• ZIEL 1: Sammle alle Zeilen der Auflistung, in denen das Wort „boat“ vorkommt, und übernimm sie unverändert.

• VORLIEGENDER TEXT:
<<<<

Wer schonmal den einen oder anderen Beitrag von mir gelesen oder Unterricht bekommen hat, weiß, dass ich immer wieder in Bildern oder Metaphern spreche, um Dinge anschaulich werden zu lassen. So auch jetzt: Vielleicht musstet ihr in der Schule im Kunstunterricht mal eine Bildbeschreibung anfertigen (bei uns wurde das immer als Strafarbeit angedroht). Ich habe mich lange gefragt, wozu die gut sein soll, denn man kann doch das Bild mit einem Blick erfassen! Dann schenkte mir jemand einen Abreiß-Kunstkalender mit kurzen Erklärungen auf der Rückseite, und ich stellte fest, das ich fast nie alle Details, Färbungen oder Deutungen selbst gesehen hatte, sondern die Bildbeschreibung durchaus ihren Sinn erfüllte: Sie machte mich auf bestimmte Inhalte aufmerksam.
Exakt so sehe ich auch den Klavierunterricht, vor allem den für Erwachsene und Fortgeschrittene: Ich helfe dabei, das "Bild", also das Musikstück zu sehen bzw. zu verstehen, seinen Sinn zu erfassen, zu entschlüsseln - und außerdem im nächsten Schritt die richtigen pianistischen Mittel (=Technik) zu finden und zu entwickeln, um diese Erkenntnisse auch hörbar zu machen. Dazu gehört neben dem Manuellen auch, zwischen innerem und äußeren Hören zu differenzieren, also wahrzunehmen, ob die Idee, die man ausdrücken möchte, schon für den Hörer zu verstehen ist.

>>>>

• ZIEL 2: Gib bitte aus dem Text über Bildbeschreibung und Klavierunterricht alles von „Exakt so sehe“ bis hinunter zu „zu verstehen ist.“ wortgetreu wieder.

(Einträge aus einem Datensatz mit Punktannotationen)

<<<<

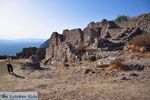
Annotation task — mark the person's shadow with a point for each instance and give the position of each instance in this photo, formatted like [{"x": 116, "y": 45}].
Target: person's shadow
[{"x": 18, "y": 76}]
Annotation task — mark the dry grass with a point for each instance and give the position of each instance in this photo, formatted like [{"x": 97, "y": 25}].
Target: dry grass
[
  {"x": 65, "y": 86},
  {"x": 118, "y": 64}
]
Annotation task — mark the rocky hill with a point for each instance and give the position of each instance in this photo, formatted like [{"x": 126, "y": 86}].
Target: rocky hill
[
  {"x": 45, "y": 44},
  {"x": 76, "y": 44}
]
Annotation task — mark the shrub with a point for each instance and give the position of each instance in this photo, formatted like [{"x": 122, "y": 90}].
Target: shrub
[
  {"x": 122, "y": 18},
  {"x": 63, "y": 52},
  {"x": 142, "y": 40}
]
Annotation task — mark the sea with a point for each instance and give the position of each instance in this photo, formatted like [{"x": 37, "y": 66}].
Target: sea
[{"x": 11, "y": 48}]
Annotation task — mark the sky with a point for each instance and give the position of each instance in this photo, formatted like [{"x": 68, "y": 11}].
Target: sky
[{"x": 39, "y": 18}]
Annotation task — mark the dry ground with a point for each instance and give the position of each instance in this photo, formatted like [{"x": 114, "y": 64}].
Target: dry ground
[{"x": 54, "y": 83}]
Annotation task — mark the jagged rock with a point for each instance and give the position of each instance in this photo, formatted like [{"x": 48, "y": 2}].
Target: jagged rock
[
  {"x": 134, "y": 74},
  {"x": 27, "y": 52},
  {"x": 107, "y": 35},
  {"x": 41, "y": 52},
  {"x": 34, "y": 59},
  {"x": 110, "y": 35}
]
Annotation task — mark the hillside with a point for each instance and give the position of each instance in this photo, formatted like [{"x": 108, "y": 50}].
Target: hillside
[
  {"x": 11, "y": 47},
  {"x": 107, "y": 60}
]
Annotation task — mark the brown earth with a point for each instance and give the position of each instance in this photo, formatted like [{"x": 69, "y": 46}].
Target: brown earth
[{"x": 71, "y": 83}]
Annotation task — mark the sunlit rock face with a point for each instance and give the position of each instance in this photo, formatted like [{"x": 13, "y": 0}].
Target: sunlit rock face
[{"x": 71, "y": 45}]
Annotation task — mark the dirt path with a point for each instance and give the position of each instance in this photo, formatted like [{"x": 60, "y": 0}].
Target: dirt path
[{"x": 70, "y": 84}]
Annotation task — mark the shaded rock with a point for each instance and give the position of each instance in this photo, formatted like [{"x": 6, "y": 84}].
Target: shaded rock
[
  {"x": 27, "y": 52},
  {"x": 134, "y": 74},
  {"x": 123, "y": 78}
]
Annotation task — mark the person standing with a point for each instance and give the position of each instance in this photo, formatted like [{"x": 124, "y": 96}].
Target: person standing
[{"x": 9, "y": 64}]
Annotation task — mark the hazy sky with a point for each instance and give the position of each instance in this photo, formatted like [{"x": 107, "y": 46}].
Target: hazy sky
[{"x": 39, "y": 18}]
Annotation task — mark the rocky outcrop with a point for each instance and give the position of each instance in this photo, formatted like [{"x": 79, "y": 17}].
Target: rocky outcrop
[
  {"x": 45, "y": 44},
  {"x": 28, "y": 52},
  {"x": 73, "y": 44}
]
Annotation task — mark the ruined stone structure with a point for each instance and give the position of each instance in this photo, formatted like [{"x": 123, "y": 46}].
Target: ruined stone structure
[{"x": 72, "y": 44}]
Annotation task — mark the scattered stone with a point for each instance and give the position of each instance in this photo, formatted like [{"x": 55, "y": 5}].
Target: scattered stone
[
  {"x": 126, "y": 48},
  {"x": 134, "y": 74},
  {"x": 123, "y": 78}
]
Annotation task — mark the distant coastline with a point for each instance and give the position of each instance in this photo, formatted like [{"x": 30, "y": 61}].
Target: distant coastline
[{"x": 11, "y": 47}]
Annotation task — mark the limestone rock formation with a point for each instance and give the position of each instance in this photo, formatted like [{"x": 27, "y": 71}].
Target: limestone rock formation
[{"x": 73, "y": 45}]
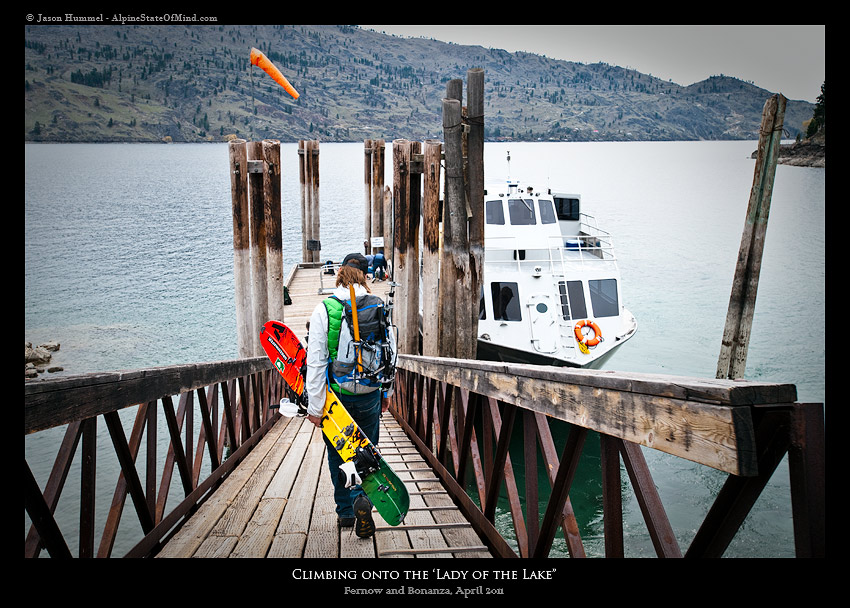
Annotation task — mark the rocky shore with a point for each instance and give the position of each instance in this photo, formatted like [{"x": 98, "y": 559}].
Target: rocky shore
[
  {"x": 809, "y": 152},
  {"x": 37, "y": 359}
]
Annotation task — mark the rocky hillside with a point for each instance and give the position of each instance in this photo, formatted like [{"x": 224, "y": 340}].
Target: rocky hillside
[
  {"x": 193, "y": 83},
  {"x": 810, "y": 152}
]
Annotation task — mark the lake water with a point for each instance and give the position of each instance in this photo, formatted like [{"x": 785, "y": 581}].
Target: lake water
[{"x": 129, "y": 263}]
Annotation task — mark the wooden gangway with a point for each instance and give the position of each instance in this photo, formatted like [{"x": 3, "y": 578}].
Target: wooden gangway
[{"x": 279, "y": 501}]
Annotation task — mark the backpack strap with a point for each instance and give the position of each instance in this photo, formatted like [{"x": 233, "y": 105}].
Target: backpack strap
[{"x": 334, "y": 308}]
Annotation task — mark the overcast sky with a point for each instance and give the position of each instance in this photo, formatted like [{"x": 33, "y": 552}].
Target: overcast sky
[{"x": 787, "y": 59}]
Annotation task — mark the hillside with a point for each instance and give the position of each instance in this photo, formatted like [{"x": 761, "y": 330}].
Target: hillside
[{"x": 193, "y": 83}]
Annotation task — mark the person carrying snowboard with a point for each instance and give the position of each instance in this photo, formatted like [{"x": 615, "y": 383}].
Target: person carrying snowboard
[{"x": 360, "y": 373}]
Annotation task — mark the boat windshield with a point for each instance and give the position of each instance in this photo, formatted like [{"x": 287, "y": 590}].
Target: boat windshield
[
  {"x": 567, "y": 208},
  {"x": 521, "y": 211},
  {"x": 547, "y": 212}
]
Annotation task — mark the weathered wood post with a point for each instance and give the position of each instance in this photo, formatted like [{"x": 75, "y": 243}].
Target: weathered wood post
[
  {"x": 257, "y": 231},
  {"x": 274, "y": 236},
  {"x": 305, "y": 207},
  {"x": 739, "y": 317},
  {"x": 454, "y": 263},
  {"x": 388, "y": 224},
  {"x": 367, "y": 189},
  {"x": 308, "y": 152},
  {"x": 377, "y": 219},
  {"x": 431, "y": 248},
  {"x": 475, "y": 196},
  {"x": 405, "y": 252},
  {"x": 241, "y": 245}
]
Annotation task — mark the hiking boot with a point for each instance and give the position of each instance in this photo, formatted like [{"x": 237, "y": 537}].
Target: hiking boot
[{"x": 364, "y": 526}]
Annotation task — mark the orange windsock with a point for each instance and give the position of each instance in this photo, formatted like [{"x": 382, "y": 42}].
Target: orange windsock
[{"x": 262, "y": 62}]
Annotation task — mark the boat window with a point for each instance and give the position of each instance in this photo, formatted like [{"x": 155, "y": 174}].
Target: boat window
[
  {"x": 547, "y": 212},
  {"x": 495, "y": 213},
  {"x": 505, "y": 301},
  {"x": 567, "y": 208},
  {"x": 603, "y": 296},
  {"x": 572, "y": 300},
  {"x": 521, "y": 211},
  {"x": 482, "y": 312}
]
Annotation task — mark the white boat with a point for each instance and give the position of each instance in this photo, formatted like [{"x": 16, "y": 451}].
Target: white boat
[{"x": 551, "y": 292}]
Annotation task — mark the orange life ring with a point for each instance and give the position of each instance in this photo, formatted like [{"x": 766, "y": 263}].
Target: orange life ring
[{"x": 597, "y": 333}]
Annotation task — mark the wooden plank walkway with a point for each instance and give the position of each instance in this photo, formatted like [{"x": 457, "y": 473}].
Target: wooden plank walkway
[{"x": 279, "y": 500}]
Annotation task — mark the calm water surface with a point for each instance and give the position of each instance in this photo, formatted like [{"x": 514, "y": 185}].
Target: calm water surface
[{"x": 129, "y": 263}]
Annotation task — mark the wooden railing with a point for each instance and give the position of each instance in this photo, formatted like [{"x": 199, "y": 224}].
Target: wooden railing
[
  {"x": 232, "y": 401},
  {"x": 461, "y": 414}
]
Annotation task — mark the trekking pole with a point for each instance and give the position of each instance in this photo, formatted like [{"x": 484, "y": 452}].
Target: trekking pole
[{"x": 356, "y": 329}]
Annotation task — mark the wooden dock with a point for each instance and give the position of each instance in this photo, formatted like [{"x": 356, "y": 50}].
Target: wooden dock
[
  {"x": 279, "y": 503},
  {"x": 279, "y": 500}
]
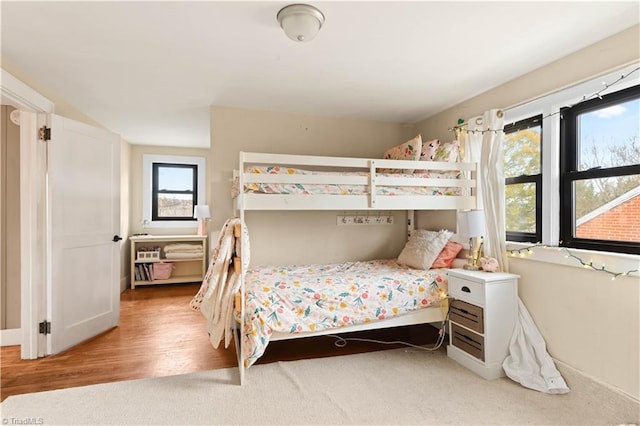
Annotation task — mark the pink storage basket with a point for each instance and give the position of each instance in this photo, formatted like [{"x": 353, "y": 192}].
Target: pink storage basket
[{"x": 162, "y": 271}]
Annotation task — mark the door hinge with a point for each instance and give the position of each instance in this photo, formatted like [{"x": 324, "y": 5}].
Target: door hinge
[
  {"x": 45, "y": 327},
  {"x": 45, "y": 133}
]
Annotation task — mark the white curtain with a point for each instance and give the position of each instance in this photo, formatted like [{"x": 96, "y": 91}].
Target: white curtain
[
  {"x": 528, "y": 362},
  {"x": 492, "y": 188}
]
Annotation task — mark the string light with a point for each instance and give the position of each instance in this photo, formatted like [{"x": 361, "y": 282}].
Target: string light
[
  {"x": 523, "y": 252},
  {"x": 461, "y": 124}
]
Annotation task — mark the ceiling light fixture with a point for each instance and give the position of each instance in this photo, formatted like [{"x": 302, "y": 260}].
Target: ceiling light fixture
[{"x": 300, "y": 22}]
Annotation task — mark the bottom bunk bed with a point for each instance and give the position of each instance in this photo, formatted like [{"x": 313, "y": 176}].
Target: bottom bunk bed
[{"x": 259, "y": 305}]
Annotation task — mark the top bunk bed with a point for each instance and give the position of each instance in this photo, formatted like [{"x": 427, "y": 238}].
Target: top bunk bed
[{"x": 303, "y": 182}]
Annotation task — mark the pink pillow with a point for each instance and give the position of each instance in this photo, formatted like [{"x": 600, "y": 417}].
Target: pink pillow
[
  {"x": 448, "y": 151},
  {"x": 446, "y": 256},
  {"x": 409, "y": 150},
  {"x": 429, "y": 150},
  {"x": 428, "y": 153}
]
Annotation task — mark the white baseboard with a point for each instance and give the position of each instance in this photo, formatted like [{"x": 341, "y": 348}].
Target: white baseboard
[
  {"x": 563, "y": 365},
  {"x": 124, "y": 283},
  {"x": 11, "y": 337}
]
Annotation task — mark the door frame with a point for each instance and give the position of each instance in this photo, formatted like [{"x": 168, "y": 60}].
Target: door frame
[{"x": 33, "y": 211}]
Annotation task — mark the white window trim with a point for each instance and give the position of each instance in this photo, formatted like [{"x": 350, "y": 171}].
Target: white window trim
[
  {"x": 147, "y": 176},
  {"x": 546, "y": 106}
]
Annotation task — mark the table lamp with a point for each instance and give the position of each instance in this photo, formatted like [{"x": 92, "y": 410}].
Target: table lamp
[
  {"x": 471, "y": 227},
  {"x": 202, "y": 213}
]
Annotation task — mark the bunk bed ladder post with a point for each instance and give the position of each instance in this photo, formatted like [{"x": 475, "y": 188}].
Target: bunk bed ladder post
[
  {"x": 238, "y": 335},
  {"x": 411, "y": 217},
  {"x": 372, "y": 184}
]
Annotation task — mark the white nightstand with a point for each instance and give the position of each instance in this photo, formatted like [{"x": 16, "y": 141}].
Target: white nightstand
[{"x": 482, "y": 319}]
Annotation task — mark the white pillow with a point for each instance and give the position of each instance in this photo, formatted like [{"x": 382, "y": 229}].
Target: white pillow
[{"x": 423, "y": 247}]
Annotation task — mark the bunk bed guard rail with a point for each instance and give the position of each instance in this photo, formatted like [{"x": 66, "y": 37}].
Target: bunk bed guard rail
[{"x": 379, "y": 191}]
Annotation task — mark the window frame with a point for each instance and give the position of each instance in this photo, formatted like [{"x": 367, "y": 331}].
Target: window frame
[
  {"x": 156, "y": 191},
  {"x": 148, "y": 160},
  {"x": 569, "y": 173},
  {"x": 549, "y": 106},
  {"x": 536, "y": 179}
]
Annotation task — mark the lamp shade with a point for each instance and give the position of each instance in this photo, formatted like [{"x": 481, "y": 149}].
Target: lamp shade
[
  {"x": 471, "y": 224},
  {"x": 300, "y": 22},
  {"x": 201, "y": 211}
]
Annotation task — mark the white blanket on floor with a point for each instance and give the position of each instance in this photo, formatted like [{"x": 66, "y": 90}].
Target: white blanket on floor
[{"x": 528, "y": 362}]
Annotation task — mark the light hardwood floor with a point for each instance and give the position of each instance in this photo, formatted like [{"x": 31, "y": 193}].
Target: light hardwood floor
[{"x": 160, "y": 336}]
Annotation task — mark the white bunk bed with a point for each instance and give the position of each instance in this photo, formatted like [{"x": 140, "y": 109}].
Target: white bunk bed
[{"x": 367, "y": 186}]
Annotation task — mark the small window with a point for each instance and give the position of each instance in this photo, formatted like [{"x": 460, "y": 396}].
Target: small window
[
  {"x": 600, "y": 173},
  {"x": 174, "y": 193},
  {"x": 523, "y": 180},
  {"x": 172, "y": 185}
]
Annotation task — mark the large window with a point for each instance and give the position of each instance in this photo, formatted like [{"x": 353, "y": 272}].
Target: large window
[
  {"x": 600, "y": 173},
  {"x": 172, "y": 186},
  {"x": 523, "y": 180}
]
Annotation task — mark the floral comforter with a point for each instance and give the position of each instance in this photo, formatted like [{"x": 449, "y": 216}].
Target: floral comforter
[
  {"x": 307, "y": 298},
  {"x": 346, "y": 189}
]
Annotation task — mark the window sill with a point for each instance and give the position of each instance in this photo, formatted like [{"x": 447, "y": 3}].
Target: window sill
[
  {"x": 614, "y": 262},
  {"x": 177, "y": 224}
]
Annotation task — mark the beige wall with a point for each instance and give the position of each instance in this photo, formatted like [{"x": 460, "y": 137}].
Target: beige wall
[
  {"x": 135, "y": 185},
  {"x": 125, "y": 206},
  {"x": 600, "y": 58},
  {"x": 9, "y": 222},
  {"x": 65, "y": 109},
  {"x": 588, "y": 321},
  {"x": 302, "y": 237}
]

>>>>

• MUSTERLÖSUNG 1:
Annotation task — mark the boat windshield with a point for each instance and give the position of each instance in this photo, formatted like [{"x": 287, "y": 590}].
Target: boat windshield
Annotation task — mark the boat window with a point for each instance and give the position of each instance in this photo, formatted like [{"x": 155, "y": 174}].
Target: boat window
Annotation task — mark the white boat with a point for each instance and give the position of each instance in this photo, formatted like [{"x": 16, "y": 451}].
Target: white boat

• MUSTERLÖSUNG 2:
Exakt so sehe ich auch den Klavierunterricht, vor allem den für Erwachsene und Fortgeschrittene: Ich helfe dabei, das "Bild", also das Musikstück zu sehen bzw. zu verstehen, seinen Sinn zu erfassen, zu entschlüsseln - und außerdem im nächsten Schritt die richtigen pianistischen Mittel (=Technik) zu finden und zu entwickeln, um diese Erkenntnisse auch hörbar zu machen. Dazu gehört neben dem Manuellen auch, zwischen innerem und äußeren Hören zu differenzieren, also wahrzunehmen, ob die Idee, die man ausdrücken möchte, schon für den Hörer zu verstehen ist.